** START Provided material **

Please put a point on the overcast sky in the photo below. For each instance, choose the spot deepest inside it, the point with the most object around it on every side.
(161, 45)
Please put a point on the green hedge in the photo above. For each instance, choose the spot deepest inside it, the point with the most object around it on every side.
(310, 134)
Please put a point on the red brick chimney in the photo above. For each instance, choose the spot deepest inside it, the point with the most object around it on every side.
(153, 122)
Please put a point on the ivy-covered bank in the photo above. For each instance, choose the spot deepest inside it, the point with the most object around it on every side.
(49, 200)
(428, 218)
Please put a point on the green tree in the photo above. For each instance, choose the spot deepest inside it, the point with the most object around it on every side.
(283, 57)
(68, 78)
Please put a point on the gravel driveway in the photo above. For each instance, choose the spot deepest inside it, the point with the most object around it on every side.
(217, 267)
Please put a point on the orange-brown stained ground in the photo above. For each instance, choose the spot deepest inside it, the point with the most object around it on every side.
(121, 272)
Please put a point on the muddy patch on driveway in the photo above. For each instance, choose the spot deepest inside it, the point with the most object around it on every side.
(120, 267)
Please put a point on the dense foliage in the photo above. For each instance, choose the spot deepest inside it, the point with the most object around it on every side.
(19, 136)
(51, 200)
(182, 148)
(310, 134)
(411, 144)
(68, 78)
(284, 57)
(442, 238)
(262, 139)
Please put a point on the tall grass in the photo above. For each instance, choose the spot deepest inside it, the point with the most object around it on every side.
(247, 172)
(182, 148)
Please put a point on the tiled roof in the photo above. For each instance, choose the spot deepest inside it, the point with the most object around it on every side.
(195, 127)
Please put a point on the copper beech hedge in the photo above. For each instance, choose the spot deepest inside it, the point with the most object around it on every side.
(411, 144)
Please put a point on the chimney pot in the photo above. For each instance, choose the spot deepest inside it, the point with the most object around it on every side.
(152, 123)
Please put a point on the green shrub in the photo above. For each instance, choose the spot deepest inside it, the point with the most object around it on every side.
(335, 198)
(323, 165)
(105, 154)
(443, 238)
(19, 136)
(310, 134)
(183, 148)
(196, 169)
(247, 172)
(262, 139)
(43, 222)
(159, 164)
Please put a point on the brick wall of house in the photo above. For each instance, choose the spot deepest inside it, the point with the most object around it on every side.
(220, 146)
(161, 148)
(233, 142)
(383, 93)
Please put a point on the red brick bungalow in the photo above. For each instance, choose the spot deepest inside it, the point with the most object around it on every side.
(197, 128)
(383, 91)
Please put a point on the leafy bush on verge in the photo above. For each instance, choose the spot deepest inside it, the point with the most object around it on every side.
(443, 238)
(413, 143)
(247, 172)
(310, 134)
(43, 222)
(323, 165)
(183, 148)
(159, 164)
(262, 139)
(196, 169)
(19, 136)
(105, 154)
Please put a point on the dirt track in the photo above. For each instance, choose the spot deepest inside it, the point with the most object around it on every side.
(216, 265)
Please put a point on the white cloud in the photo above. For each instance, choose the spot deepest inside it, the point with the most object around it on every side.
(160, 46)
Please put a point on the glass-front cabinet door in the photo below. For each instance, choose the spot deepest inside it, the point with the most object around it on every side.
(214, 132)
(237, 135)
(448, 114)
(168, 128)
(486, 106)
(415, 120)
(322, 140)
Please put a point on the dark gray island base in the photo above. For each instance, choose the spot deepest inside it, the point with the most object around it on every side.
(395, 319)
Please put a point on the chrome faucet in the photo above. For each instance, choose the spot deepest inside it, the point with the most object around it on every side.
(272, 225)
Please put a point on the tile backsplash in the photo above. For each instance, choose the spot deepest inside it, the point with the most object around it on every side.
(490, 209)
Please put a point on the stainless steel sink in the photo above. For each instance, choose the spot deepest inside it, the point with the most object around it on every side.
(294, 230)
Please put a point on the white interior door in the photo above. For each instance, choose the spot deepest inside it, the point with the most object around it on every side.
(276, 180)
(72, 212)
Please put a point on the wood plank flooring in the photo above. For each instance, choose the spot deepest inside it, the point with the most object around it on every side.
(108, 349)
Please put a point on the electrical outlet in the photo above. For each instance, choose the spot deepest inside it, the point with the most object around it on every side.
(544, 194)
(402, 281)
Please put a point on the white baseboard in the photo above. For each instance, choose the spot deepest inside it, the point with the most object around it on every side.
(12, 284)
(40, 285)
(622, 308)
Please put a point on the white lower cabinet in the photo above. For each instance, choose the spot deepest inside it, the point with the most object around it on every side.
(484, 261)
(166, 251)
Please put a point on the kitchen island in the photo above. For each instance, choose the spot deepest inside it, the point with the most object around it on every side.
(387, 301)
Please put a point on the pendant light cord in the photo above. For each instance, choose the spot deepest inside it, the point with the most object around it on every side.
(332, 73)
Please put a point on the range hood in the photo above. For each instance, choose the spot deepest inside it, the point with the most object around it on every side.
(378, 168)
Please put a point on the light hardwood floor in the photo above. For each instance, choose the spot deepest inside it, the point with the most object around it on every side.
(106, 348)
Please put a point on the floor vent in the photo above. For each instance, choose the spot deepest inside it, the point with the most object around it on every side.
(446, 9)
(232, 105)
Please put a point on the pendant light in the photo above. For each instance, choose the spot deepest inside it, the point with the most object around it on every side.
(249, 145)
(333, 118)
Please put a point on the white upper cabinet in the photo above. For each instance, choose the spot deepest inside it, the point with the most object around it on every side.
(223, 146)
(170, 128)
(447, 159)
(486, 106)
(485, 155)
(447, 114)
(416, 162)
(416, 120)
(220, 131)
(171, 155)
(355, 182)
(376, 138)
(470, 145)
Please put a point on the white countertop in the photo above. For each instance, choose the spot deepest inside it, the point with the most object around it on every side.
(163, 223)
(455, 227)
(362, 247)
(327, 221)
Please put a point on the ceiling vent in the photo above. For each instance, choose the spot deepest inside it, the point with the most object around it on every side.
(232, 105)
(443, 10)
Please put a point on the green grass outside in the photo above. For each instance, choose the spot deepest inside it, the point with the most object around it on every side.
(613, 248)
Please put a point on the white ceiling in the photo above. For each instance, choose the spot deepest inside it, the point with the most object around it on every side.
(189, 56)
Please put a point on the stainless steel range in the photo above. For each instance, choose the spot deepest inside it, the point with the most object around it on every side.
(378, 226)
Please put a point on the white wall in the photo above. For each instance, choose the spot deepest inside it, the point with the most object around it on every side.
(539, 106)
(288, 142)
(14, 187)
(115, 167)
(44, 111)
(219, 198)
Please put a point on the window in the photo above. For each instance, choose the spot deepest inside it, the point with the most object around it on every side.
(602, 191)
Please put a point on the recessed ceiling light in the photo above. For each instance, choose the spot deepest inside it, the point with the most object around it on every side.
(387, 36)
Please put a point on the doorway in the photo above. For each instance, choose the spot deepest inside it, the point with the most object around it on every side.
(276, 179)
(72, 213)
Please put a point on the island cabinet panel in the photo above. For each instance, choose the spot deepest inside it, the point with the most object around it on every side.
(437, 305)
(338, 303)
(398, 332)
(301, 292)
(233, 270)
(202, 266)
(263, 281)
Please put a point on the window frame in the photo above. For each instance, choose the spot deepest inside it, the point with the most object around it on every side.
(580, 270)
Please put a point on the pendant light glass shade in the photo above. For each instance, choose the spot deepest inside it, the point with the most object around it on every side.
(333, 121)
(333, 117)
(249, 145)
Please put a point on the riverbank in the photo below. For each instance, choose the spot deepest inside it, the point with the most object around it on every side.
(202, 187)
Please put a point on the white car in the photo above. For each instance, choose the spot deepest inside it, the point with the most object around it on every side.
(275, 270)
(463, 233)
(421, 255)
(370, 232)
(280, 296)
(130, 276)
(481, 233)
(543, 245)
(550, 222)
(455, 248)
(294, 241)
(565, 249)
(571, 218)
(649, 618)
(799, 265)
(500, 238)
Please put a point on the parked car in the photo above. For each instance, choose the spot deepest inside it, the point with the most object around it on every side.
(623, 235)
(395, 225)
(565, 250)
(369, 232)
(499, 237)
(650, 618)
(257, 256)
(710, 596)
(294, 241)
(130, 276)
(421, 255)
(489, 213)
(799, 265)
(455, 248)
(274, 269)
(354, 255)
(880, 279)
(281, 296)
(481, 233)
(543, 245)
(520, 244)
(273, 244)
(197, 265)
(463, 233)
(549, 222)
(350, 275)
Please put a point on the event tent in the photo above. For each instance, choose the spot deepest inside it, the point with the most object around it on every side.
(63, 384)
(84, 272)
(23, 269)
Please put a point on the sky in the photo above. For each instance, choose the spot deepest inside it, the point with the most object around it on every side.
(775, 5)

** END Provided material **

◆ Exercise ◆
Beginning with the line that contains "Please put a point on the window frame", repeat every line through the end of the records and nothing more.

◆ Expected output ◆
Please put a point on the window frame in the photo above. For each instance, choose the spot deepest inside it, the point with the most object around it on every side.
(580, 270)
Please put a point on the pendant light glass shade in the photo above. For each instance, choose the spot deepest inside it, the point with the most object around it on every side.
(333, 121)
(333, 117)
(249, 145)
Please put a point on the riverbank in the photo below. For each instance, choose the spot deepest inside it, the point with the most object around it on every side.
(202, 187)
Please put a point on the white car in the photo above. For each instance, choose the spot deepest inside it, the point with the most object around it on every side.
(275, 270)
(463, 233)
(421, 255)
(370, 232)
(280, 296)
(130, 276)
(481, 233)
(543, 245)
(550, 222)
(455, 248)
(294, 241)
(565, 249)
(571, 218)
(649, 618)
(799, 265)
(500, 238)
Please put a point on the parked car in the photo above. For each instance, choose the spot deepest inside it, the point with the most object around it on every side.
(623, 235)
(395, 225)
(565, 250)
(369, 232)
(499, 237)
(650, 618)
(257, 256)
(710, 596)
(294, 241)
(130, 276)
(421, 255)
(489, 213)
(799, 265)
(455, 248)
(274, 269)
(354, 255)
(880, 279)
(281, 296)
(481, 233)
(543, 245)
(520, 244)
(273, 244)
(197, 265)
(463, 233)
(549, 222)
(350, 275)
Please put a point on the event tent in the photo above. For each instance, choose the spot deepest inside it, the point with the most object around it on every side.
(63, 384)
(84, 272)
(23, 269)
Please put a point on the sky in the photo above. For each instance, choose the spot deepest inside it, the point with the most object around it on every side.
(775, 5)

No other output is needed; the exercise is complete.